[Stated problem]
Rewrite the rows below as a two-column CSV with the header input,output, giving one line per row. Put each row's text in the input field and its answer in the output field, with each field enclosed in double quotes and every line break replaced by a space.
----- Material provided
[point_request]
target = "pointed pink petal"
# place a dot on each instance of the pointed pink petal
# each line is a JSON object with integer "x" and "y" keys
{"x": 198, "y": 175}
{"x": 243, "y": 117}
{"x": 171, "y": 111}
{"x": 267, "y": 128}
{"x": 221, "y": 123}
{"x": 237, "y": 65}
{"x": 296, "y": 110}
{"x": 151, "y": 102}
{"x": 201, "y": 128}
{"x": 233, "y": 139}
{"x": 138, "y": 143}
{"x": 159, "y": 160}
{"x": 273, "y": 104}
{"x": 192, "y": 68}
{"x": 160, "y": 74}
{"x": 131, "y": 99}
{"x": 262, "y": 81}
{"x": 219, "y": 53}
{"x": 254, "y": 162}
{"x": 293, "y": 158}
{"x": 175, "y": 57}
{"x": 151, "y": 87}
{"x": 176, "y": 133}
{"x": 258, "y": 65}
----------
[Complete response]
input,output
"[point_request] target = ""pointed pink petal"" # place a dot on each instance of the pointed pink petal # each line is a JSON object with integer ""x"" and ""y"" keys","{""x"": 198, ""y"": 175} {""x"": 243, ""y"": 117} {""x"": 171, ""y"": 111} {""x"": 267, ""y"": 128} {""x"": 221, ""y"": 123} {""x"": 237, ""y"": 65} {""x"": 296, ""y"": 110} {""x"": 151, ""y"": 102} {""x"": 201, ""y"": 128} {""x"": 233, ""y"": 139} {""x"": 138, ""y"": 143} {""x"": 159, ""y"": 160} {""x"": 273, ""y"": 104} {""x"": 192, ""y"": 68} {""x"": 160, ""y"": 74} {""x"": 131, ""y"": 99} {""x"": 262, ""y"": 81} {""x"": 219, ""y"": 53} {""x"": 254, ""y"": 162} {""x"": 293, ""y"": 158} {""x"": 175, ""y"": 57} {""x"": 151, ""y"": 87} {""x"": 176, ""y"": 133} {""x"": 258, ""y"": 65}"